▶ ACTION ITEM: Please copy the material under this line exactly, keeping every line.

▼

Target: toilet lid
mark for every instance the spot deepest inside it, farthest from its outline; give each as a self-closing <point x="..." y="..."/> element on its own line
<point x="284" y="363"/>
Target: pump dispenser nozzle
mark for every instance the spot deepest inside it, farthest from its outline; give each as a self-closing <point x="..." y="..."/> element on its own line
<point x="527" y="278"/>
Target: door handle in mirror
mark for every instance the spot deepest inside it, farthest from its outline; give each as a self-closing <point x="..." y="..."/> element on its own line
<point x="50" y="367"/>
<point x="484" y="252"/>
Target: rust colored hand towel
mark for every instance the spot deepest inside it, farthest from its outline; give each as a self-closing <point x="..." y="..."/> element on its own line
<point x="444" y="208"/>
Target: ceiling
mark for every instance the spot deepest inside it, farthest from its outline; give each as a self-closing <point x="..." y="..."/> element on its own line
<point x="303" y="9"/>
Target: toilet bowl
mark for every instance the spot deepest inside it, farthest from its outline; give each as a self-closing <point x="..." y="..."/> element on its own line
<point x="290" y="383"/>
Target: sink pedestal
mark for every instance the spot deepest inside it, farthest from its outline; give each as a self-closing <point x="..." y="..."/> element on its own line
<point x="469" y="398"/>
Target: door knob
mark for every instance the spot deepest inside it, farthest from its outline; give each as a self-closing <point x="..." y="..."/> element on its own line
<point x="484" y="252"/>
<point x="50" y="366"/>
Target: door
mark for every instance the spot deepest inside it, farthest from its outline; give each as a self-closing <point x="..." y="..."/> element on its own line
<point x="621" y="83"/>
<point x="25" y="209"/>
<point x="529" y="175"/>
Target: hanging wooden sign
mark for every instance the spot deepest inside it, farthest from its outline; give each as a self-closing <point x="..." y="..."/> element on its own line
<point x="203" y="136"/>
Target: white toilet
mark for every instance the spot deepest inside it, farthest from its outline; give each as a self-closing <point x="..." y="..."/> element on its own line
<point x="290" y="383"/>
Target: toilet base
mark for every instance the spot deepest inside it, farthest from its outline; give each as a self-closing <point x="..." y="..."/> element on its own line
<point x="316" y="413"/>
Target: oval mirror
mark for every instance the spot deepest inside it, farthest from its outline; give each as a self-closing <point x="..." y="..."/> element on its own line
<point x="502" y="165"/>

▲

▶ EXERCISE RESULT:
Target: toilet lid
mark for every instance the spot deepest inside it, farthest from its outline; give each as a self-closing <point x="..." y="..."/> element on its own line
<point x="284" y="363"/>
Target: pump dispenser nozzle
mark for every instance the spot deepest inside it, farthest from its outline; give each as a self-closing <point x="..." y="..."/> element on its own line
<point x="527" y="278"/>
Target: door handle in mirror
mark for every instance the spot deepest inside it, farthest from its outline; give each as a self-closing <point x="..." y="..."/> element on its own line
<point x="50" y="367"/>
<point x="484" y="252"/>
Target: rust colored hand towel
mark for every instance the spot deepest inside it, farthest from its outline; give each as a self-closing <point x="..." y="..."/> element on its own line
<point x="444" y="208"/>
Target: ceiling
mark for every instance the spot deepest inside it, farthest from its outline; give each as a self-closing <point x="..." y="..."/> element on its own line
<point x="303" y="9"/>
Target: toilet bowl
mark for every instance the spot deepest inside it, farthest from its outline; give each as a self-closing <point x="..." y="..."/> element on its own line
<point x="290" y="383"/>
Target: sink pedestal
mark for every instance the spot deepest inside it, farthest from its outline; give each as a self-closing <point x="..." y="..."/> element on its own line
<point x="469" y="398"/>
Target: door knob
mark for every instance the spot deepest inside it, farthest from its outline; give each as a self-closing <point x="..." y="..."/> element on its own line
<point x="484" y="252"/>
<point x="50" y="366"/>
Target: door
mark for every instance the spot deepest inside it, farthest from its outline; give each as a self-closing <point x="..." y="..."/> element on its own line
<point x="621" y="83"/>
<point x="25" y="209"/>
<point x="529" y="175"/>
Target: hanging wooden sign
mark for every instance the spot deepest inside it, farthest from its outline; give each as a self-closing <point x="..." y="..."/> element on its own line
<point x="203" y="136"/>
Target: white toilet
mark for every instance the spot deepest inside it, farthest from its outline; give each as a self-closing <point x="..." y="..."/> element on its own line
<point x="290" y="383"/>
Target: toilet base
mark for every instance the spot deepest inside it, farthest from its outline; give each as a self-closing <point x="..." y="..."/> element on its own line
<point x="316" y="413"/>
Target: oval mirror
mark for every instance the spot deepest inside it, farthest from its outline; give each as a self-closing <point x="..." y="..."/> element on its own line
<point x="502" y="165"/>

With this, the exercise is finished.